What is being asked:
Swap "scouting field log" for "survey notebook" in the lines below and write all of them out again with nothing else changed. Leave the pictures out.
>> START Items
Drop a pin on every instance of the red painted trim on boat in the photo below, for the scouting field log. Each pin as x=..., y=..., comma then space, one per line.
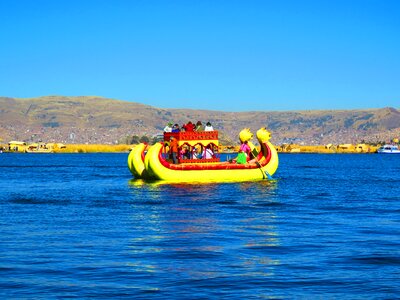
x=218, y=166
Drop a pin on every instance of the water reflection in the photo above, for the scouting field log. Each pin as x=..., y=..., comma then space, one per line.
x=199, y=231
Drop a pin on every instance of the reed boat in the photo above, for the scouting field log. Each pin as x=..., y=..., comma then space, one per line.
x=156, y=164
x=389, y=149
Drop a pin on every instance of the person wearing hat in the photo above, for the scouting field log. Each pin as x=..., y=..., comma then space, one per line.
x=168, y=128
x=173, y=146
x=208, y=127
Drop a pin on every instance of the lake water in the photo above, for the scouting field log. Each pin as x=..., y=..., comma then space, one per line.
x=78, y=226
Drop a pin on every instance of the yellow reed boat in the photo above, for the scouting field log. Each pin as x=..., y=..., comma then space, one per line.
x=156, y=165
>> END Items
Solution:
Drop a pin on every instance of the red painted trim on boat in the photo below, for the survey notebook. Each pin as x=..., y=..., comma then space, one per line.
x=218, y=166
Drop a pin on every instance of the water reflection in the photo above, for the survey notebook. Each pin as x=..., y=..., comma then space, one per line.
x=199, y=231
Drop a pin on every instance of the reed boat in the photo above, for the survey notebook. Each pin as x=..., y=..., comma then space, one per line.
x=156, y=164
x=389, y=149
Drop a pin on every instance of the person wearing hat in the photo above, for the survey notebook. Each pin as x=..., y=..., comma then space, one per line.
x=168, y=128
x=173, y=146
x=208, y=127
Drop a pin on every instance of the lake water in the photo above, for the survey notebook. Each pin as x=..., y=..., comma then space, one per line.
x=78, y=226
Drop a pin on every instance of the yellow reed boat in the photo above, for the survey notebook. Each pin as x=..., y=..., comma then space, one per line.
x=156, y=165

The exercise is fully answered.